DEMANDE 1: Dans le texte présenté, quelle somme les époux Y et la XXX réclament-ils au titre de l'article 700 du code de procédure civile ?

Les époux Y et la XXX Les époux Y et la XXX, dans leurs dernières conclusions communiquées par la voie électronique le 21 février 2017, demandent à la cour de :

— confirmer la décision déférée en toutes ses dispositions ;

y ajoutant,

— condamner la SCI X et les époux X à leur verser la somme de 6 000 euros au titre de l’article 700 du code de procédure civile et à supporter les dépens ;

— ordonner l’exécution provisoire, y compris en ce qui concerne l’article 700 du code de procédure civile et les dépens, qui seront recouvrés par la SELAS Karila conformément aux dispositions de l’article 696 et 699 du code de procédure civile.

DEMANDE 2: Relevez chaque ligne des rangées qui contient la chaîne "grate".

Rangées issues d'une collection:
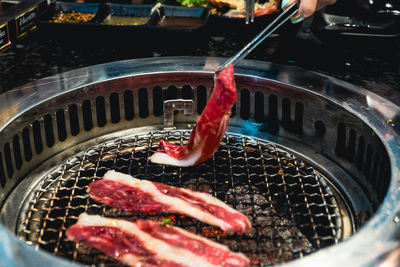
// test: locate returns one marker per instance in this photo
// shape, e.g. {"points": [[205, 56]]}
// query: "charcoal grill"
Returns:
{"points": [[311, 160]]}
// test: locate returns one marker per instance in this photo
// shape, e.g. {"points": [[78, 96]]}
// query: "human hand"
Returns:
{"points": [[306, 7]]}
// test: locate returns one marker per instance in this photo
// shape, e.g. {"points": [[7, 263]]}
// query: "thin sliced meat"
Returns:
{"points": [[124, 192], [209, 130], [147, 243]]}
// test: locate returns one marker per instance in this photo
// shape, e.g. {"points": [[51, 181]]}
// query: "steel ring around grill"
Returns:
{"points": [[309, 159]]}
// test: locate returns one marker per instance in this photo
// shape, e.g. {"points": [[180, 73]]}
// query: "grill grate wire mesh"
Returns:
{"points": [[293, 209]]}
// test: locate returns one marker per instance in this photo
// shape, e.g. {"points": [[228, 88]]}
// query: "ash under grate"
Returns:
{"points": [[293, 209]]}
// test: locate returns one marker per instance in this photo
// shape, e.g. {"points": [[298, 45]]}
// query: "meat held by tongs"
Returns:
{"points": [[209, 130]]}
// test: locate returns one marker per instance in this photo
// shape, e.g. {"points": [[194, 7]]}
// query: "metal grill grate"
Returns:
{"points": [[293, 209]]}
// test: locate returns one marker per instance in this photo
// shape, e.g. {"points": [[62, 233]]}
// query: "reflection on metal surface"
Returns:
{"points": [[326, 123]]}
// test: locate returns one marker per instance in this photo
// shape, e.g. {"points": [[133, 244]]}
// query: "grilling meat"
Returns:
{"points": [[209, 130], [124, 192], [147, 243]]}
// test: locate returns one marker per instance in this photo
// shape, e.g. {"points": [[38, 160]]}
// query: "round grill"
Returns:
{"points": [[309, 159], [293, 209]]}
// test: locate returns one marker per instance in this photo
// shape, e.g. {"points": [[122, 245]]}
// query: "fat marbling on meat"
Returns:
{"points": [[147, 243], [209, 129], [125, 192]]}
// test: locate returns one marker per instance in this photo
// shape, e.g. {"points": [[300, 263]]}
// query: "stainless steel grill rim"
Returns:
{"points": [[300, 215], [354, 104]]}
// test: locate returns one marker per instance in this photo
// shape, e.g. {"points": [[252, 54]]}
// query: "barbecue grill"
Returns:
{"points": [[311, 160]]}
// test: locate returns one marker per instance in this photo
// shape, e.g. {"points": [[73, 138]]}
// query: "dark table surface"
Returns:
{"points": [[369, 62]]}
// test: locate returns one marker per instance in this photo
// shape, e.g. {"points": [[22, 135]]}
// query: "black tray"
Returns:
{"points": [[95, 30]]}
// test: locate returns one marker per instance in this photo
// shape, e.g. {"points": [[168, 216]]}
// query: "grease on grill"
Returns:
{"points": [[72, 17], [292, 209]]}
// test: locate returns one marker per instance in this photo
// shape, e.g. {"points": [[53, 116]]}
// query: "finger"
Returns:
{"points": [[306, 8], [286, 3], [323, 3]]}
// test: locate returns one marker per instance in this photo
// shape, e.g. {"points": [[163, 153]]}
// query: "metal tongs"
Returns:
{"points": [[249, 12], [281, 19]]}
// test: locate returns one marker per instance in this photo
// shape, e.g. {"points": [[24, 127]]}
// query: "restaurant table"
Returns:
{"points": [[369, 62]]}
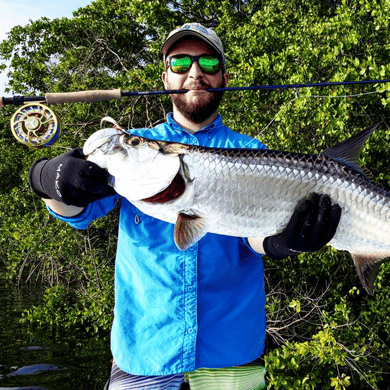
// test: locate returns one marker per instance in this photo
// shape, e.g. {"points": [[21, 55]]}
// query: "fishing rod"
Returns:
{"points": [[36, 125], [101, 95]]}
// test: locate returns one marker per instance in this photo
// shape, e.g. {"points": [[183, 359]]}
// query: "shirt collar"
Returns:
{"points": [[212, 126]]}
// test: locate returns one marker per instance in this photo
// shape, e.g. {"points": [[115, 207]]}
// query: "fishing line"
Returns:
{"points": [[298, 96], [37, 126]]}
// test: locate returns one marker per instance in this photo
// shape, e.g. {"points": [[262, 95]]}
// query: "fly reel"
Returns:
{"points": [[36, 125]]}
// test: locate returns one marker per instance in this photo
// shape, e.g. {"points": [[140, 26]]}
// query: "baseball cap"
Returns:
{"points": [[197, 30]]}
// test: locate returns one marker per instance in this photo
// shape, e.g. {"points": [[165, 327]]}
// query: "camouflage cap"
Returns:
{"points": [[197, 30]]}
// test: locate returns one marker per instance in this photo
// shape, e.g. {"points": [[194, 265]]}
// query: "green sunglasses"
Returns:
{"points": [[182, 63]]}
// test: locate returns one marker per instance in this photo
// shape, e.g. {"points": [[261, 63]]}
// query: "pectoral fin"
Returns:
{"points": [[367, 268], [189, 229]]}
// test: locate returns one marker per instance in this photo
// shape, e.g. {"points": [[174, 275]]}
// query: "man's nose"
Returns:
{"points": [[195, 71]]}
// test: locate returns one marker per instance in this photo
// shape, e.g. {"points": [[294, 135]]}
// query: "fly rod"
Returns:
{"points": [[100, 95], [36, 125]]}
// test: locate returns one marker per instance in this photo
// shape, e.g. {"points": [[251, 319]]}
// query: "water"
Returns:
{"points": [[32, 358]]}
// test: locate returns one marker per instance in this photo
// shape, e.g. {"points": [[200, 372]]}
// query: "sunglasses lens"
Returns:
{"points": [[209, 64], [180, 64]]}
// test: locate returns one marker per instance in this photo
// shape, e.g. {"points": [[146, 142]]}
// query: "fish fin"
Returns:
{"points": [[189, 229], [348, 151], [367, 268]]}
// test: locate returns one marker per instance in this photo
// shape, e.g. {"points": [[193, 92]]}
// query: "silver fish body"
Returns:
{"points": [[252, 193]]}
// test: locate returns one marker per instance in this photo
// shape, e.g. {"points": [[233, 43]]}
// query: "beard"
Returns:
{"points": [[200, 109]]}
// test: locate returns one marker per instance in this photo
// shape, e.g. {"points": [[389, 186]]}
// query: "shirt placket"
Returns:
{"points": [[190, 302]]}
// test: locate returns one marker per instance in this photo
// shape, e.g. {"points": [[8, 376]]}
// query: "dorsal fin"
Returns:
{"points": [[348, 151]]}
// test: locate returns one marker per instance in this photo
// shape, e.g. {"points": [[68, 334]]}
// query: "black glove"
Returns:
{"points": [[312, 225], [70, 179]]}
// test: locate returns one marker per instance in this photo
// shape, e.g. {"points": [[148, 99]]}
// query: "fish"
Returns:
{"points": [[34, 369], [248, 192]]}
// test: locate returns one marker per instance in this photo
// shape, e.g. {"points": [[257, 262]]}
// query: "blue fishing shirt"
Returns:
{"points": [[176, 311]]}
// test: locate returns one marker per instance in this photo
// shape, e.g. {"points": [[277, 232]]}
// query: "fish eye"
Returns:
{"points": [[135, 141]]}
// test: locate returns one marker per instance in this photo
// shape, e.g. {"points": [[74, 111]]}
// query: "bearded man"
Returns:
{"points": [[183, 318]]}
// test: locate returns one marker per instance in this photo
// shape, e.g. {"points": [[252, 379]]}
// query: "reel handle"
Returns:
{"points": [[83, 96]]}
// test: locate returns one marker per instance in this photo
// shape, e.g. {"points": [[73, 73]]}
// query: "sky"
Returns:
{"points": [[20, 12]]}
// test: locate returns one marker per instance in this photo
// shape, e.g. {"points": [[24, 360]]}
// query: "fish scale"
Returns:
{"points": [[253, 193]]}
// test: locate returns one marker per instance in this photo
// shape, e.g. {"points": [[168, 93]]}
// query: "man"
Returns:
{"points": [[179, 311]]}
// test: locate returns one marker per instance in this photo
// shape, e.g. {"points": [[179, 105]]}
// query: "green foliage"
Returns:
{"points": [[308, 365], [323, 330]]}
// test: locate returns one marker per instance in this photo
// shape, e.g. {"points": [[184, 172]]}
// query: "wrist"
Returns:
{"points": [[35, 178], [275, 251]]}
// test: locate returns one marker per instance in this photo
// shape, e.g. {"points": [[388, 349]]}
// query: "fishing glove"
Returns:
{"points": [[70, 179], [312, 225]]}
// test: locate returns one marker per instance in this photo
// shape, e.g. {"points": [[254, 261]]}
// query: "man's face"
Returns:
{"points": [[197, 105]]}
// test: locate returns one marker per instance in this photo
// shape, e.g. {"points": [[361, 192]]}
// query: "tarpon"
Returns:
{"points": [[248, 192]]}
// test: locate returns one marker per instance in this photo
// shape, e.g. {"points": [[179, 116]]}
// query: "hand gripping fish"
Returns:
{"points": [[248, 192]]}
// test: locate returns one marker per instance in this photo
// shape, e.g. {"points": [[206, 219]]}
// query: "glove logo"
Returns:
{"points": [[56, 185]]}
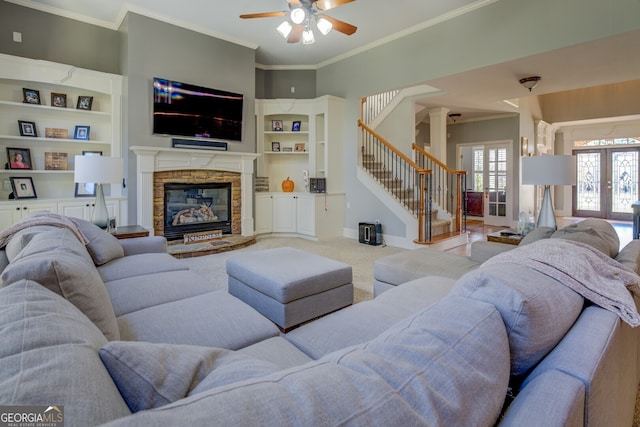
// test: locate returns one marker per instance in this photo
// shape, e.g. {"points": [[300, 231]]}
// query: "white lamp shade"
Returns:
{"points": [[549, 170], [98, 169]]}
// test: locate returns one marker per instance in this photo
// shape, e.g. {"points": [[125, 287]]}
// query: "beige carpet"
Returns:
{"points": [[349, 251]]}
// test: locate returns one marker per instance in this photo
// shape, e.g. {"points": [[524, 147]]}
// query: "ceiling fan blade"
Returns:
{"points": [[262, 15], [296, 33], [330, 4], [341, 26]]}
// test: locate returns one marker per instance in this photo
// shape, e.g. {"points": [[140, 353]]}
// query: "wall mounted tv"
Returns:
{"points": [[186, 110]]}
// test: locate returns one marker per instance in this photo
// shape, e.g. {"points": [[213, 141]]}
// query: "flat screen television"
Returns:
{"points": [[187, 110]]}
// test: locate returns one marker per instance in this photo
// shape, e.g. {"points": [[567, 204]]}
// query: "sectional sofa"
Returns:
{"points": [[119, 333]]}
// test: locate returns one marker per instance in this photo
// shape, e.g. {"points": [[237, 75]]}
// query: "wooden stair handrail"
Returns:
{"points": [[400, 154], [438, 162]]}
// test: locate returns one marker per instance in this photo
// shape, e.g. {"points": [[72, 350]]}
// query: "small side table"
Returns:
{"points": [[511, 239], [130, 231]]}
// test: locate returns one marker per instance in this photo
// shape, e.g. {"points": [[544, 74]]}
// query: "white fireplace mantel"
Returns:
{"points": [[152, 159]]}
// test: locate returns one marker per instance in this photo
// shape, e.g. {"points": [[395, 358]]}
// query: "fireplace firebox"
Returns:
{"points": [[192, 208]]}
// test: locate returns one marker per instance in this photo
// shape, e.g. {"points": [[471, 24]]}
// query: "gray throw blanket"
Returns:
{"points": [[597, 277], [42, 218]]}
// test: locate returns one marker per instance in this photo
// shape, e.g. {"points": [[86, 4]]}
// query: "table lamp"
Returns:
{"points": [[99, 170], [548, 171]]}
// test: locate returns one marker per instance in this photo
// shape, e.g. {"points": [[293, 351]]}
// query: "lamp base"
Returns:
{"points": [[100, 216], [546, 216]]}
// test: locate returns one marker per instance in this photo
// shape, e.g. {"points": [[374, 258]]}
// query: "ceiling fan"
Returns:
{"points": [[302, 13]]}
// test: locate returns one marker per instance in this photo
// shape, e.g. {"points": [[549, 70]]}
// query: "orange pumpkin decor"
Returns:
{"points": [[287, 185]]}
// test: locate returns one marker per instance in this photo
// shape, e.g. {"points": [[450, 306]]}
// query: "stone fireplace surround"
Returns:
{"points": [[154, 165]]}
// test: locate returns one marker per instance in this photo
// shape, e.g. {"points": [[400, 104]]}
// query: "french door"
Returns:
{"points": [[497, 194], [606, 182]]}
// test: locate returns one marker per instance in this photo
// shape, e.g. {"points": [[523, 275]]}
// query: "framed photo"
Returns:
{"points": [[81, 132], [23, 188], [27, 128], [56, 161], [19, 158], [30, 96], [87, 189], [276, 125], [59, 100], [84, 103]]}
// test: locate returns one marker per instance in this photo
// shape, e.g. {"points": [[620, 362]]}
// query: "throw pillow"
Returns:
{"points": [[537, 234], [103, 247], [151, 375], [59, 262], [595, 232], [537, 310]]}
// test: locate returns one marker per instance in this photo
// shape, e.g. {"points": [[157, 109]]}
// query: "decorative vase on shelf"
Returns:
{"points": [[287, 185]]}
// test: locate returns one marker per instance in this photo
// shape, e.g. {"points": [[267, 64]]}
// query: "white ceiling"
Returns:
{"points": [[475, 93]]}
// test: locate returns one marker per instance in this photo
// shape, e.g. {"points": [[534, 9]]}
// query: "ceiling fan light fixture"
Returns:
{"points": [[324, 26], [530, 82], [284, 29], [297, 15], [307, 36]]}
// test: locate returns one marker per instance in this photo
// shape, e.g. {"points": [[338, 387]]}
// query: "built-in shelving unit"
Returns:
{"points": [[55, 188]]}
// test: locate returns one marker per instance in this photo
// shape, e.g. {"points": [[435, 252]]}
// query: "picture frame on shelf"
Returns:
{"points": [[23, 188], [27, 128], [30, 96], [84, 103], [56, 161], [19, 158], [59, 100], [276, 125], [86, 189], [82, 133]]}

RÉPONSE COMPLÈTE 1: Ils réclament 6 000 euros.

RÉPONSE COMPLÈTE 2:
// query: "grill grate wire mesh"
// query: "ash under grate"
// query: "metal grill grate"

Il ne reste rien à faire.